• Work task 1: In the barbering career text, turn the paragraph beginning "As a barbershop manager" into a short bulleted list that keeps its main facts.
• Work task 2:
Answer these questions from the barbering career text:
(a) What age range can a barber's clients span?
(b) Besides straight razors, what tool does the text name for old-fashioned shaves?
(c) Which three kinds of travel and accommodation businesses frequently hire barbers?
• Work task 3: Translate this sentence from the barbering career text into Spanish: "Some barbers specialize in niches such as wig and hairpiece creation or fittings."

• Provided text:
━━━━━━━━━━

Planning Your Barbering Career: Job Overview and Tips for Success
As long as hair grows on people's heads and faces, the world will need barbers to cut, trim, style, shape, and shave it—and that's where you come in. Day after day, people go into and out of their local barbershops to spice up or maintain their looks.
Here, we'll dig into barbering as a career, including places that employ barbers and what barbers can get paid.
What Is a Barber?
A barber is a licensed professional who can cut, shave, trim, and shape shorter hair and facial hair. You might cut and style hair for everyday looks or special occasions. Your clients may range from toddlers to older adults, and gender is becoming less relevant regarding barbers' clientele.
As a barber, you must maintain clean tools and a hygienic and organized workstation. Knowing and practicing all the legal safety and sanitization standards must be one of your top priorities.
Learn More Before Becoming a Barber
What Does a Barber Do?
Barbers can perform a wide variety of hair, facial hair, and scalp treatments, including cutting, styling, and even dyeing and perming short hair. Contrary to some belief, barbers don't only provide haircutting and grooming services for men or those who already have short hair. A person with long hair can go to a barber, but it's usually for a cut that results in short hair.
Barbers can also trim, blend, fade, style, treat, and remove beards and mustaches. You may use oils, special cleansers, and wax on facial hair and perform old-fashioned shaves using straight razors, brushes, and other tools.
You can also teach people to care for their facial hair between sessions.
Some barbers specialize in niches such as wig and hairpiece creation or fittings.
Barber Specialties and Workplaces
If you think your career options as a barber are limited to working at your neighborhood barbershop, think again! There are a variety of paths you can take.
Barbershop or Salon
Barbers often work in a barbershop, salon, or similar personal care or beauty business.
Film, Television, and Theatre
Performers need professionals to help them look their best and fit their roles. As a barber for television, film, or theatre sets, you cut and style hair, trim beards and mustaches, and give shaves to transform performers into their characters.
The government hires barbers for military bases, academies, and other facilities. The state or federal government could also need your services in a government-run hospital or prison.
Travel and Accommodations
High-end hotels, resorts, and cruise ships frequently hire barbers to work with their clientele.
Barbers may work in hospitals, nursing homes, assisted living and long-term care facilities, specialty hospitals, and rehab facilities.
As a barbershop manager, you'd probably spend much of your time ensuring the shop runs smoothly. However, you can still work hands-on with clients in many barbershops when possible. If you don't also own the shop, the owner may rely on you to schedule appointments, manage inventory, create schedules, help develop marketing campaigns, and coordinate continuing education and training. You'd also be responsible for meeting all safety and hygiene standards.

━━━━━━━━━━

• Input data:
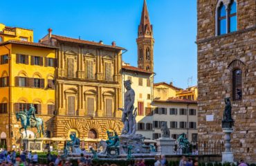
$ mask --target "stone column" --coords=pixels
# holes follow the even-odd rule
[[[223,132],[225,133],[225,151],[222,152],[222,163],[233,163],[234,162],[234,155],[231,151],[230,147],[230,134],[233,132],[233,129],[232,128],[223,128]]]

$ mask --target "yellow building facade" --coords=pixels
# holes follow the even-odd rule
[[[44,120],[46,131],[53,132],[51,131],[53,112],[51,111],[55,102],[52,83],[55,77],[56,48],[21,40],[20,37],[33,40],[31,30],[8,28],[19,32],[16,37],[5,34],[6,30],[0,33],[3,39],[0,42],[1,144],[10,149],[20,145],[21,124],[15,113],[28,109],[30,104],[34,104],[37,116]]]
[[[51,29],[41,42],[60,48],[54,136],[75,132],[80,138],[107,139],[108,130],[120,134],[123,48],[52,35]]]

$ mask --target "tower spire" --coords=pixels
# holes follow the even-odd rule
[[[146,0],[144,0],[140,23],[138,30],[138,67],[154,72],[153,26],[150,24]]]
[[[147,1],[144,0],[143,12],[141,13],[140,24],[138,27],[138,37],[152,37],[152,26],[150,24],[149,15],[147,10]]]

━━━━━━━━━━

• Task response 1:
- A barbershop manager spends much of the time keeping the shop running smoothly.
- In many barbershops, the manager can still work hands-on with clients when possible.
- If the manager does not own the shop, the owner may rely on them to:
  - schedule appointments
  - manage inventory
  - create schedules
  - help develop marketing campaigns
  - coordinate continuing education and training
- The manager is also responsible for meeting all safety and hygiene standards.

• Task response 2:
(a) From toddlers to older adults.
(b) Brushes.
(c) High-end hotels, resorts, and cruise ships.

• Task response 3: Algunos barberos se especializan en nichos como la creación o el ajuste de pelucas y postizos.